- Problem details
An exact copy of all the data is the required output.

- Source information
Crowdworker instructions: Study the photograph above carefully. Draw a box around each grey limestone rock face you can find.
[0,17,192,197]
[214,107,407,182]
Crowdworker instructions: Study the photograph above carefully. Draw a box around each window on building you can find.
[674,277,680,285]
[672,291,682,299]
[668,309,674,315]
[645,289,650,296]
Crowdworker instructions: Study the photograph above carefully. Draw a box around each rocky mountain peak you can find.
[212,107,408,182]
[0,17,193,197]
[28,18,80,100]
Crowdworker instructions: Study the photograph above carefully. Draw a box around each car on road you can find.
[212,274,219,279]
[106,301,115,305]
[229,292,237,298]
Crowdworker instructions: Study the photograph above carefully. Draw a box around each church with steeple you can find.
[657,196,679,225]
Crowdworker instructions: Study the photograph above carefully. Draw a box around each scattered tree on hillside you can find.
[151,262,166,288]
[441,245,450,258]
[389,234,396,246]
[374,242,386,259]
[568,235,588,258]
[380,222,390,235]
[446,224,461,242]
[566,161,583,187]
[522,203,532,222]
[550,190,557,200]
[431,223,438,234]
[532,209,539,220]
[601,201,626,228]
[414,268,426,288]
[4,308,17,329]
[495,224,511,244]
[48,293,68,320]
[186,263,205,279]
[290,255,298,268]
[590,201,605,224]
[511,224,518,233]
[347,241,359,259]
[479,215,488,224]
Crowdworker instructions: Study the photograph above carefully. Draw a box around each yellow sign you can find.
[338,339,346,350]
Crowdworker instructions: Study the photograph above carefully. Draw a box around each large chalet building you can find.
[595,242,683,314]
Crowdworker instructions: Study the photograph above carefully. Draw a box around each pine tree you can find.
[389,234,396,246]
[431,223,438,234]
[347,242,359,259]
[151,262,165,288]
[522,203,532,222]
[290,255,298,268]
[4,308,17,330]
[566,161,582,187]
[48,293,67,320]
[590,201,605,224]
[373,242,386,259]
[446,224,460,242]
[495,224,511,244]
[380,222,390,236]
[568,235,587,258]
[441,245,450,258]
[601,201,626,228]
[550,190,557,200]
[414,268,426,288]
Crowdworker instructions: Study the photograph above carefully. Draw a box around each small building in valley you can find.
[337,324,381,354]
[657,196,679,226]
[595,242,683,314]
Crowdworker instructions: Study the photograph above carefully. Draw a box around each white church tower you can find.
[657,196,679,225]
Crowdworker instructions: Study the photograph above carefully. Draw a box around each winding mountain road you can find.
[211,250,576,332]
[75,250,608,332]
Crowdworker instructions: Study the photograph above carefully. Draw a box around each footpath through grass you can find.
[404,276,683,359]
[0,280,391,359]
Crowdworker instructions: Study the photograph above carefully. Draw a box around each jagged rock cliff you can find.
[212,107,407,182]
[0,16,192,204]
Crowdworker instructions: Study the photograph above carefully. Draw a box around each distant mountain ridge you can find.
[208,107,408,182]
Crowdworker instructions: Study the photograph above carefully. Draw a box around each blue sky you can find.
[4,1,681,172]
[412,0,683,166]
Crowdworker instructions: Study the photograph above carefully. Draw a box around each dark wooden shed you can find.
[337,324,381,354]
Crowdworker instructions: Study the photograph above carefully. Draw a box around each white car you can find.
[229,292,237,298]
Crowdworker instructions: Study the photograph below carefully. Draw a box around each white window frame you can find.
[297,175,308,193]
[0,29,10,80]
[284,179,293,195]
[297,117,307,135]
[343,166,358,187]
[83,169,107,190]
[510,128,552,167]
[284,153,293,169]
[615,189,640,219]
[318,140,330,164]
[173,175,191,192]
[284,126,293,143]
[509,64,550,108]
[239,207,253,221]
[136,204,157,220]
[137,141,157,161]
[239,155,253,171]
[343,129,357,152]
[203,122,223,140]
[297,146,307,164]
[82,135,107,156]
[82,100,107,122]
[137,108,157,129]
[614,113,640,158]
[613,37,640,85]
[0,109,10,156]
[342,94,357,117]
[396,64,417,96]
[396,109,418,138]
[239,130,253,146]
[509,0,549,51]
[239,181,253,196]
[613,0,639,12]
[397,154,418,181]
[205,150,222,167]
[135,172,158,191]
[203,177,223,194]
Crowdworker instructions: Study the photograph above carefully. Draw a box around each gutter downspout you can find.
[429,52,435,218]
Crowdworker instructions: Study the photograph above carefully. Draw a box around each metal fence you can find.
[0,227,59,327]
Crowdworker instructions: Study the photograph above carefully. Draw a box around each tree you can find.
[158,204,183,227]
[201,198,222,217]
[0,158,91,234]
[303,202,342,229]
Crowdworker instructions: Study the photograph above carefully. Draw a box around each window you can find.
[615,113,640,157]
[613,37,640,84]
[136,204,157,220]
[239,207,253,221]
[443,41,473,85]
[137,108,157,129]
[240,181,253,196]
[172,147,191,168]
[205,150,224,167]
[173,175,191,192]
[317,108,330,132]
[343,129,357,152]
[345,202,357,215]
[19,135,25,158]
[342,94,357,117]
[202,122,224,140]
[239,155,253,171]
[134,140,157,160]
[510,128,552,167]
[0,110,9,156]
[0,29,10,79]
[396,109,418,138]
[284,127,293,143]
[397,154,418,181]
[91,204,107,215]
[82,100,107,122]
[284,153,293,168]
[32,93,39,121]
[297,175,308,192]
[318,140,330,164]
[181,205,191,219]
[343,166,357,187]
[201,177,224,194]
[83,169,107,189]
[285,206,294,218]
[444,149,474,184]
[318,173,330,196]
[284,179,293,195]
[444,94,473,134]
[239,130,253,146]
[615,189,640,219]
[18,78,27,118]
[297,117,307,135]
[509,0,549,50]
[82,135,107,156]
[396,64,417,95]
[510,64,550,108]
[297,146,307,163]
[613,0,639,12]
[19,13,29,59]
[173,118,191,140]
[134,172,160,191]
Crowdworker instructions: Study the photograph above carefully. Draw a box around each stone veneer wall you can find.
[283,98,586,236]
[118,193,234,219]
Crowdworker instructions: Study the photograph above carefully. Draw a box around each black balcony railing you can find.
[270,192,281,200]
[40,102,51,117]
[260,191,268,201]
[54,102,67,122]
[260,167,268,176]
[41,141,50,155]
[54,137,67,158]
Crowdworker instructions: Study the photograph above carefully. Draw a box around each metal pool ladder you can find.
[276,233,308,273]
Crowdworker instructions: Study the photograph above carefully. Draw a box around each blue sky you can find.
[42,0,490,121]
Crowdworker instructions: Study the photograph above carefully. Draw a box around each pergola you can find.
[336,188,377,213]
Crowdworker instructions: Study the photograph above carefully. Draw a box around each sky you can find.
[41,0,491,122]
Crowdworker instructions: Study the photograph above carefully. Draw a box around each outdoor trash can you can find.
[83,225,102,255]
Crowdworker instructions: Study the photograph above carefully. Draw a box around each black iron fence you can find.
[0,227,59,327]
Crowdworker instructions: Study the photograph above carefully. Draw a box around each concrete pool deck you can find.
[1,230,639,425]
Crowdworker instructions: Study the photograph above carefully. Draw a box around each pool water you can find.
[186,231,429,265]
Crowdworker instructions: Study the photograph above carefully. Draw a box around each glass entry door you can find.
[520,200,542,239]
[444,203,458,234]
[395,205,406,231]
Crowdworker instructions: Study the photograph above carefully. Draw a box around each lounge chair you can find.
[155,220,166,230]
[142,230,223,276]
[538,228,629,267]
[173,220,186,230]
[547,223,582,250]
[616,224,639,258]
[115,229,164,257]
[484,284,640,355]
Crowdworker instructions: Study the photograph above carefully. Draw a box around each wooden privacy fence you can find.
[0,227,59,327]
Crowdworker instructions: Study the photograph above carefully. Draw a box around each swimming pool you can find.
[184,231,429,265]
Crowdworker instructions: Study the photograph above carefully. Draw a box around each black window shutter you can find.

- Your response
Crowdworker instructions: Study the photograph above carefully. Draw a box around each grey limestone rock face you can find.
[0,17,192,197]
[214,107,407,182]
Crowdworker instructions: Study the photograph above carefully. Draw a box around each window on building you can find.
[674,277,680,285]
[672,291,682,299]
[668,309,674,315]
[645,289,650,296]
Crowdworker instructions: Study the photograph above carefully. Draw a box around each rocky mountain peak you can find.
[212,107,408,182]
[0,17,193,197]
[28,18,80,100]
Crowdworker instructions: Study the photograph above carefully. Draw a box around each car on road you can find.
[212,274,219,279]
[106,301,115,305]
[229,292,237,298]
Crowdworker instructions: Study the photograph above carefully. Draw a box around each church with steeple you can find.
[657,196,679,225]
Crowdworker instructions: Study the photograph above carefully. Draw a box around each scattered tree on hillside you can find.
[151,262,166,288]
[441,245,450,258]
[389,234,396,246]
[374,242,386,259]
[568,235,588,258]
[380,222,390,235]
[446,224,461,242]
[566,161,583,187]
[522,203,532,222]
[550,190,557,200]
[431,223,438,234]
[532,209,539,220]
[601,201,626,228]
[414,268,426,288]
[4,308,17,329]
[495,224,511,244]
[48,293,68,320]
[186,263,205,279]
[290,255,298,268]
[590,201,605,224]
[511,224,518,233]
[347,241,359,259]
[479,215,488,224]
Crowdworker instructions: Study the photograph above carefully. Draw a box around each yellow sign you can find.
[338,339,346,350]
Crowdworker instructions: Study the photograph above carefully. Draw a box around each large chalet building you can find.
[595,242,683,314]
Crowdworker instructions: Study the photograph above carefully. Draw a box around each pine tree you can find.
[389,234,396,246]
[431,223,438,234]
[347,242,359,259]
[151,262,165,288]
[522,203,532,222]
[290,255,298,268]
[4,308,17,330]
[566,161,582,187]
[48,293,67,320]
[590,201,605,224]
[373,242,386,259]
[446,224,460,242]
[495,224,511,244]
[380,222,390,236]
[568,235,587,258]
[441,245,450,258]
[601,201,626,228]
[550,190,557,200]
[414,268,426,288]
Crowdworker instructions: Study the photograph above carefully. Draw a box around each small building in valley you can find.
[337,324,381,354]
[657,196,679,226]
[595,242,683,314]
Crowdworker instructions: Study the photograph above carefully. Draw a box around each white church tower you can find.
[657,196,679,225]
Crowdworker instructions: Study the photograph above carefully. Draw a box around each winding mountain road you can find.
[211,250,576,332]
[75,250,608,332]
Crowdworker instructions: Study the photograph above carefully. Draw a box around each footpath through grass you can find.
[404,276,683,359]
[0,280,391,359]
Crowdworker instructions: Study the photograph above carefully. Draw a box around each jagged rock cliff you can find.
[212,107,407,182]
[0,16,192,204]
Crowdworker instructions: Study the photograph above carefully. Draw a box around each distant mountain ridge you can find.
[208,107,408,182]
Crowdworker instructions: Study the photograph above carefully. Draw a box around each blue sky you can find.
[4,1,681,172]
[412,0,683,166]
Crowdworker instructions: Study the photograph above carefully. Draw a box around each dark wooden shed you can find.
[337,324,381,354]
Crowdworker instructions: Study the photograph above carefully. Draw a box around each white car you can find.
[229,292,237,298]
Crowdworker instructions: Study the photograph below carefully. Draw a box around each white window frame you can find.
[297,175,308,193]
[0,29,10,80]
[284,179,293,195]
[297,117,307,135]
[343,166,358,187]
[83,169,107,190]
[510,128,552,167]
[284,153,293,169]
[615,189,640,219]
[318,140,330,164]
[173,175,191,192]
[284,126,293,143]
[509,64,550,108]
[239,207,253,221]
[136,204,157,220]
[137,141,157,161]
[239,155,253,171]
[343,129,357,152]
[203,122,223,140]
[297,146,307,164]
[82,135,107,156]
[82,100,107,122]
[137,108,157,129]
[614,113,640,158]
[613,37,640,85]
[0,109,10,156]
[342,94,357,117]
[396,64,417,96]
[396,109,418,138]
[239,130,253,146]
[509,0,549,51]
[239,181,253,196]
[613,0,639,12]
[397,154,418,181]
[205,150,222,167]
[135,172,158,191]
[203,177,223,194]
Crowdworker instructions: Study the photograph above carefully. Draw a box around each gutter downspout you can find.
[429,52,435,218]
Crowdworker instructions: Study the photograph above carefully. Draw a box around each metal fence you can find.
[0,227,59,327]
Crowdworker instructions: Study the photograph above carefully. Draw a box around each tree you can find.
[158,204,183,227]
[201,198,222,217]
[0,158,91,234]
[303,202,342,229]
Crowdworker instructions: Study the photograph above carefully. Draw a box around each window you can find.
[615,113,640,157]
[613,37,640,84]
[136,204,157,220]
[239,207,253,221]
[443,41,473,85]
[137,108,157,129]
[240,181,253,196]
[172,147,191,168]
[205,150,224,167]
[173,175,191,192]
[317,108,330,132]
[343,129,357,152]
[345,202,357,215]
[19,135,25,158]
[342,94,357,117]
[202,122,224,140]
[239,155,253,171]
[134,140,157,160]
[510,128,552,167]
[0,110,9,156]
[0,29,10,79]
[396,109,418,138]
[284,127,293,143]
[397,154,418,181]
[91,204,107,215]
[82,100,107,122]
[284,153,293,168]
[32,93,39,121]
[297,175,308,192]
[318,140,330,164]
[181,205,191,219]
[343,166,357,187]
[201,177,224,194]
[83,169,107,189]
[285,206,294,218]
[444,149,474,184]
[318,173,330,196]
[284,179,293,195]
[444,94,473,134]
[239,130,253,146]
[615,189,640,219]
[18,78,27,118]
[297,117,307,135]
[509,0,549,50]
[82,135,107,156]
[396,64,417,95]
[510,64,550,108]
[297,146,307,163]
[613,0,639,12]
[19,13,29,59]
[173,118,191,140]
[134,172,160,191]
Crowdworker instructions: Study the photograph above carefully. Draw a box around each stone veneer wall you can find.
[283,98,586,236]
[118,193,234,219]
Crowdworker instructions: Study the photograph above carefully. Draw a box around each black balcony railing you can find.
[270,192,281,200]
[40,102,51,117]
[260,191,268,201]
[54,102,67,122]
[260,167,268,176]
[41,141,50,155]
[54,137,67,158]
Crowdworker instructions: Study the photograph above carefully. Draw a box around each metal pool ladder you can find.
[276,233,308,273]
Crowdworker instructions: Study the photograph above carefully. Draw a box around each blue sky you can find.
[42,0,490,121]
Crowdworker instructions: Study the photograph above carefully. Draw a box around each pergola you can find.
[336,188,377,213]
Crowdworker instructions: Study the photograph above carefully. Draw a box around each sky you can find.
[41,0,491,122]
Crowdworker instructions: Study the photograph above carefully. Draw a box around each outdoor trash can you can find.
[83,225,102,255]
Crowdworker instructions: Study the photograph above carefully. Draw a box around each black iron fence you can find.
[0,227,59,327]
Crowdworker instructions: Study the photograph above carefully. Draw a box around each concrete pool deck you can find.
[1,230,639,425]
Crowdworker instructions: Study the photograph above carefully. Draw a box around each pool water you can find.
[186,231,429,265]
Crowdworker instructions: Study the photograph above carefully. Draw a box around each glass entry door you can find.
[520,200,542,239]
[444,203,458,234]
[395,205,406,231]
Crowdworker instructions: Study the photograph above carefully. Draw a box around each lounge chair you can find.
[155,220,166,230]
[142,230,223,276]
[538,228,629,267]
[173,220,186,230]
[547,223,582,250]
[616,224,639,258]
[115,229,164,257]
[484,284,640,355]
Crowdworker instructions: Study the photograph above carefully. Draw a box around each wooden privacy fence you can find.
[0,227,59,327]
Crowdworker instructions: Study the photograph above carefully. Draw a box around each swimming pool you can find.
[184,231,429,265]
Crowdworker instructions: Study the photograph above carefully. Draw a box around each black window shutter you can find.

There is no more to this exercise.